# Directions for this task
In the entries below, find the line containing "For each instance of the brown horse, drop". Copy it and all lines after it, exactly, through the end.

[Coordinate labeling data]

#####

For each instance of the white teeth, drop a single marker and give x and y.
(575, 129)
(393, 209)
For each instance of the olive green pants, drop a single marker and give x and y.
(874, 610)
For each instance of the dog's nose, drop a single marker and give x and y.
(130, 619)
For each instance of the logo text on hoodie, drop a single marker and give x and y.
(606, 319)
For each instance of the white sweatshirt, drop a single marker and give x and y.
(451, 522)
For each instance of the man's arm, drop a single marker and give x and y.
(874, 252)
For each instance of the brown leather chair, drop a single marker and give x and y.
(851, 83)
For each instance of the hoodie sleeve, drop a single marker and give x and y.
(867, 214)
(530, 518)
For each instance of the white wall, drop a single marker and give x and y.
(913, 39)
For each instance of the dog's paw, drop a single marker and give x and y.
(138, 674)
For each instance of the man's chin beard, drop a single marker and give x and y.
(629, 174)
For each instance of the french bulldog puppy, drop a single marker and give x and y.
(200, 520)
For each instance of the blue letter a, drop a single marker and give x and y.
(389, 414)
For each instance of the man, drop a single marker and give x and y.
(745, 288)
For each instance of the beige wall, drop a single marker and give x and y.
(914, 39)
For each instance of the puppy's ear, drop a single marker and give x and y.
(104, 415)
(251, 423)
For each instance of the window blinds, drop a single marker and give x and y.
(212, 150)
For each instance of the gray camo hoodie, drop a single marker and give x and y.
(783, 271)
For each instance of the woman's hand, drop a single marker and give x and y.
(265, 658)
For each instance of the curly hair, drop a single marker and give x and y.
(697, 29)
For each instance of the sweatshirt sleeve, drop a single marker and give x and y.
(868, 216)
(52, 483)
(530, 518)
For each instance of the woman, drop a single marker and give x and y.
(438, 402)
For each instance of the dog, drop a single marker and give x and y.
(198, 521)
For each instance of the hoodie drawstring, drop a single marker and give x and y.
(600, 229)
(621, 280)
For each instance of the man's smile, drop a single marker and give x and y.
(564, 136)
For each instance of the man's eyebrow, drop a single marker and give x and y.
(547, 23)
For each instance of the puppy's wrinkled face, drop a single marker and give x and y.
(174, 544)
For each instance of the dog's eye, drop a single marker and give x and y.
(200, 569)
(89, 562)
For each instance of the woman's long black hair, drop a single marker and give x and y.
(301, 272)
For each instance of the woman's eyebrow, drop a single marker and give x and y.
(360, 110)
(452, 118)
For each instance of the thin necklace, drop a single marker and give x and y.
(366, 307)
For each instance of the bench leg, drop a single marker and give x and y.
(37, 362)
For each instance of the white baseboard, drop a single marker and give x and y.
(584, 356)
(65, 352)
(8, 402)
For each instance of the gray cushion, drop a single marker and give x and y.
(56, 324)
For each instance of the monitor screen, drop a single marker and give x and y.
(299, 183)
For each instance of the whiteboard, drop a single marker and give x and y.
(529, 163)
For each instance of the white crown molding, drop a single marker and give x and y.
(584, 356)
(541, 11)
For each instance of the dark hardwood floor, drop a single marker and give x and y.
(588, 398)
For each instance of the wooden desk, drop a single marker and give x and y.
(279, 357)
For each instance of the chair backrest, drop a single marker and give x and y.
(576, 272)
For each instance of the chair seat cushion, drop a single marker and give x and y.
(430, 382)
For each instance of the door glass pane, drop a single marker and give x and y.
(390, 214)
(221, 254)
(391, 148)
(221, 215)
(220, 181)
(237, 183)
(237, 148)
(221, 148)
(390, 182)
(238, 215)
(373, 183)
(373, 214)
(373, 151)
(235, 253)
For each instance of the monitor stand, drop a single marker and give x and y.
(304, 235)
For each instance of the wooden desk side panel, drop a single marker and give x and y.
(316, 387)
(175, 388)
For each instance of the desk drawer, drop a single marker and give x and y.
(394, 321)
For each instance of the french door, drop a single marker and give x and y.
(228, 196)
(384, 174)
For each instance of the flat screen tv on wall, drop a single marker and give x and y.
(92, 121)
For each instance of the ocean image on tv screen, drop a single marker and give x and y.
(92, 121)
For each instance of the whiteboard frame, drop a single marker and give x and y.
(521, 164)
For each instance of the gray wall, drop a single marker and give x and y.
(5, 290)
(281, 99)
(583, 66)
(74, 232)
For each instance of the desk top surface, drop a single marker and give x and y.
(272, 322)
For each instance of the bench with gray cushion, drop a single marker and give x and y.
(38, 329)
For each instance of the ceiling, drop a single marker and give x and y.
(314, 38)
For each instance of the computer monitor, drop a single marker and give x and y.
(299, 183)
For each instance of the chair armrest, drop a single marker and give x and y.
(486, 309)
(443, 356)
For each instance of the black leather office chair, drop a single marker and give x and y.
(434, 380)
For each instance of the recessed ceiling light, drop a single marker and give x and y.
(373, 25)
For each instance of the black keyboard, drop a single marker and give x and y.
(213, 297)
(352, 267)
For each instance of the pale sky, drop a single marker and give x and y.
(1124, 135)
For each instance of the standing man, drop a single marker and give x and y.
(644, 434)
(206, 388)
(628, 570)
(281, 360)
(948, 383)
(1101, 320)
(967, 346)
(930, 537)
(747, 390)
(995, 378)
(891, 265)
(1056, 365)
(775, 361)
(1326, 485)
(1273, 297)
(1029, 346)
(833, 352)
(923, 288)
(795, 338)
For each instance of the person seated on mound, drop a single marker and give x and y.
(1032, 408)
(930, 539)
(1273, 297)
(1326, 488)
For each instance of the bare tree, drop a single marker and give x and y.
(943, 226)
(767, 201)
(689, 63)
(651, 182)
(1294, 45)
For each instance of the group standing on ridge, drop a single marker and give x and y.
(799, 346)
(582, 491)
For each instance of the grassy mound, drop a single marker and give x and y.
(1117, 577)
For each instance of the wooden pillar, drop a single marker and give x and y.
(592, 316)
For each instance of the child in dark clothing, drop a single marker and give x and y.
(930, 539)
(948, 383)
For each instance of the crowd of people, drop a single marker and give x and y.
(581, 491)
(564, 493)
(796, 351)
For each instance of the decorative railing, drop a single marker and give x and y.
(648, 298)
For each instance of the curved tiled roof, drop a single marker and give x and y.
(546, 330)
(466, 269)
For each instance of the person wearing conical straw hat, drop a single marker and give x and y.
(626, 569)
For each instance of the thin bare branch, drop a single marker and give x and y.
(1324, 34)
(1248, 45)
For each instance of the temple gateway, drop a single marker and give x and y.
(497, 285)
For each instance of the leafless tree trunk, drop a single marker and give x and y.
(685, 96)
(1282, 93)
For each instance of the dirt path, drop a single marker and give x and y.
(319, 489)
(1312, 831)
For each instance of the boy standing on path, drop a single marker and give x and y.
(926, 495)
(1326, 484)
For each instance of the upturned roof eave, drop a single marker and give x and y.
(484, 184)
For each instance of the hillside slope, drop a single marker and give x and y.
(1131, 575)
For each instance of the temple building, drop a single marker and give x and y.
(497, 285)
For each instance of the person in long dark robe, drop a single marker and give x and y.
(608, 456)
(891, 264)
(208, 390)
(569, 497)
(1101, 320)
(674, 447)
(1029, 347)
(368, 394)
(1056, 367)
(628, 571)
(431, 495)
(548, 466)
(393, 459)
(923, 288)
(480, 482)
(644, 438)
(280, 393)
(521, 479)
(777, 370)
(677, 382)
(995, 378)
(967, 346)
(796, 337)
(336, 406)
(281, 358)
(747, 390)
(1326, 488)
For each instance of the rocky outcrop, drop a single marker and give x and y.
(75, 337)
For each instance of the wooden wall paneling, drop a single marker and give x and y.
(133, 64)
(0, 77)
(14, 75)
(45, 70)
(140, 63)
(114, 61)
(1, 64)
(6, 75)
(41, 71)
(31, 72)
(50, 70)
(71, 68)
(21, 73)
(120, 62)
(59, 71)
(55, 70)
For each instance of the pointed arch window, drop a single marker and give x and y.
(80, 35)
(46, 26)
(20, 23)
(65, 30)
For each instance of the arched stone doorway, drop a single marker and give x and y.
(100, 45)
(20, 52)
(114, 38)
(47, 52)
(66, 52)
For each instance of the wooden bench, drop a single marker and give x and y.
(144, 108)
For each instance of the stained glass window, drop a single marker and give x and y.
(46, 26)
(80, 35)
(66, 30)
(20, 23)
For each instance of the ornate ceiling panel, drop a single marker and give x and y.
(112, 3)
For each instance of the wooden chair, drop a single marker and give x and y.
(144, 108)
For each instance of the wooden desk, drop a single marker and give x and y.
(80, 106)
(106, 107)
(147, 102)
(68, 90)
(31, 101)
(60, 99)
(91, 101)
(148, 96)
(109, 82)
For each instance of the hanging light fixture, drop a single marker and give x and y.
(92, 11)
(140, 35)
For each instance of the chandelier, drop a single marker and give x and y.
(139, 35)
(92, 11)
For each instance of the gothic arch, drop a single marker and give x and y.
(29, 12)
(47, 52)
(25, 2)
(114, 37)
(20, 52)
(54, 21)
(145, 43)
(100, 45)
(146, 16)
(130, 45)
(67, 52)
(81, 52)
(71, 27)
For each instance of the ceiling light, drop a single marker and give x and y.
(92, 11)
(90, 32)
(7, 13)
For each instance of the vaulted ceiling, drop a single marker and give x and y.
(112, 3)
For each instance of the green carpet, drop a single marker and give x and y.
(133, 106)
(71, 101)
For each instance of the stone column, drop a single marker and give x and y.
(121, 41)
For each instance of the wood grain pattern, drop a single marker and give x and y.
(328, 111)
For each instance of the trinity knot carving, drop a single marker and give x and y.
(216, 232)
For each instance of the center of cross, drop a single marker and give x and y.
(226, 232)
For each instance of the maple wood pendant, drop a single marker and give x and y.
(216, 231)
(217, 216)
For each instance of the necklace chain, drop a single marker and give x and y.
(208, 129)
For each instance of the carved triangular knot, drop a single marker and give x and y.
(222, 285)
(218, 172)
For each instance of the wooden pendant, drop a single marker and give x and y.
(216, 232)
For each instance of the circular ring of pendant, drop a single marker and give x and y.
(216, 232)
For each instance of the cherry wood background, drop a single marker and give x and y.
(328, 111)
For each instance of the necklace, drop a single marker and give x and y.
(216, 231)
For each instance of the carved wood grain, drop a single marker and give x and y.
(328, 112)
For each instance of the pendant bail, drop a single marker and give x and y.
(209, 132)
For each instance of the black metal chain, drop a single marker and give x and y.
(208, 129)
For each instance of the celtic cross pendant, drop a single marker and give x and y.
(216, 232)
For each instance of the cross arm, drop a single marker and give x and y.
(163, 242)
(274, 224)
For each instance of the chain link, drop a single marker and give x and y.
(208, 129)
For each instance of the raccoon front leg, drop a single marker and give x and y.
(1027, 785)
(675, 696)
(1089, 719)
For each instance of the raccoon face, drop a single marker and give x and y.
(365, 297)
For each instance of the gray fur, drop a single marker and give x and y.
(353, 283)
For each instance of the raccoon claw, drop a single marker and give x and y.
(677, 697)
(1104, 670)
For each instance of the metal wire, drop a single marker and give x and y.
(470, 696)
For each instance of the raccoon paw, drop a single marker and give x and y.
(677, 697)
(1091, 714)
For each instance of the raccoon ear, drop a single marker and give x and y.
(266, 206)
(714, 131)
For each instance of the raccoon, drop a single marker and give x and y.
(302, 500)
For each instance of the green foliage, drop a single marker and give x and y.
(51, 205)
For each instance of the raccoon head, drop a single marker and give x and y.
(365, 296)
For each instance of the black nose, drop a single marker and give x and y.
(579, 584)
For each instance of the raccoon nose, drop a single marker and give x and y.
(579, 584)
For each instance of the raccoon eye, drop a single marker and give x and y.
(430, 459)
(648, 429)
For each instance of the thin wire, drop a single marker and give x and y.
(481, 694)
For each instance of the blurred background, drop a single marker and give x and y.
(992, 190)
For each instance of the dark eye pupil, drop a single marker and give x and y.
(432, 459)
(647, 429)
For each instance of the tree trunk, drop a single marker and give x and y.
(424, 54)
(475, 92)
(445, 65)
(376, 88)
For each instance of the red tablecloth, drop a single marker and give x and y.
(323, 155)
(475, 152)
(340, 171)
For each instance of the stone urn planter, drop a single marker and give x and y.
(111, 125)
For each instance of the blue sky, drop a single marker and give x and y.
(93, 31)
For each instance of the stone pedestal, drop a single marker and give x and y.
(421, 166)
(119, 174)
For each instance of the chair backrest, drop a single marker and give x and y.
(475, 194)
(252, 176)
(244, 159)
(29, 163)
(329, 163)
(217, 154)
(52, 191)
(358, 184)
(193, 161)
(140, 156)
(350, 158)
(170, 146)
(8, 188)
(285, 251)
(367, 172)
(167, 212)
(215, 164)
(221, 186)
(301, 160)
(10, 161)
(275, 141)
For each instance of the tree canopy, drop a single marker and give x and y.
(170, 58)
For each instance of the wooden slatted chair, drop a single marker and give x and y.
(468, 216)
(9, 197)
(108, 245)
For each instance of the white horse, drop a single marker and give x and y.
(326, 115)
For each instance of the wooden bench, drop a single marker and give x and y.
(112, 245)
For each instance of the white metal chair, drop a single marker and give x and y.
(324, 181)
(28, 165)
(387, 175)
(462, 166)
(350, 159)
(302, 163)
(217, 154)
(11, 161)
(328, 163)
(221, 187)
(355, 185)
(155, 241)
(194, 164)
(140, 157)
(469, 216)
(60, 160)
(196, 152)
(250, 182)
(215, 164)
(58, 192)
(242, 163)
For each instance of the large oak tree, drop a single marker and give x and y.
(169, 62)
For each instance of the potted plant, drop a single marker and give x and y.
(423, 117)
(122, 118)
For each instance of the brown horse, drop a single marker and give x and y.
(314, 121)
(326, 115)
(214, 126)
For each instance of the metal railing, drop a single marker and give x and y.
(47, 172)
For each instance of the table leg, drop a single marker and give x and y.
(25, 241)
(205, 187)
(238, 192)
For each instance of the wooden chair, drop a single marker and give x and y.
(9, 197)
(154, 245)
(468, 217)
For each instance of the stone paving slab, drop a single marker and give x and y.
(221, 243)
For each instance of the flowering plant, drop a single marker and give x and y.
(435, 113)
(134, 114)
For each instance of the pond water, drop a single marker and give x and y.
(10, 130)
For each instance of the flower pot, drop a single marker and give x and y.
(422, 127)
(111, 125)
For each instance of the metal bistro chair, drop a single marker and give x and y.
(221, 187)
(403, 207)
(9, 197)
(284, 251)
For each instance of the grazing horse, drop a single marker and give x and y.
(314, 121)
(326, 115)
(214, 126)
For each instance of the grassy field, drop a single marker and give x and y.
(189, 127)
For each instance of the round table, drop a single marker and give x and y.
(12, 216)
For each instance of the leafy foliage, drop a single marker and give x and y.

#####

# Solved problem
For each instance of the brown horse, drop a single marker and give x and y.
(314, 121)
(326, 115)
(214, 126)
For each instance of the metal railing, drop a single marker and give x and y.
(47, 172)
For each instance of the table leg, drop a single marker and give x and y.
(25, 241)
(205, 187)
(238, 192)
For each instance of the wooden chair, drop a single marker and give x and y.
(9, 197)
(154, 245)
(468, 217)
For each instance of the stone paving slab, drop a single marker and give x and y.
(221, 243)
For each instance of the flowering plant, drop a single marker and give x and y.
(435, 113)
(134, 114)
For each instance of the pond water, drop a single marker and give x and y.
(10, 130)
For each instance of the flower pot, drop a single marker and give x and y.
(422, 127)
(111, 125)
For each instance of the metal bistro chair, drop a single marker and give x and y.
(221, 187)
(403, 207)
(9, 197)
(284, 251)
For each instance of the grazing horse, drop a single marker and give x and y.
(314, 121)
(326, 115)
(214, 126)
For each instance of the grassy field, drop a single marker and give x and y.
(189, 127)
For each instance of the round table, drop a single marker and give x and y.
(12, 216)
For each instance of the leafy foliage, drop a single marker and give x and y.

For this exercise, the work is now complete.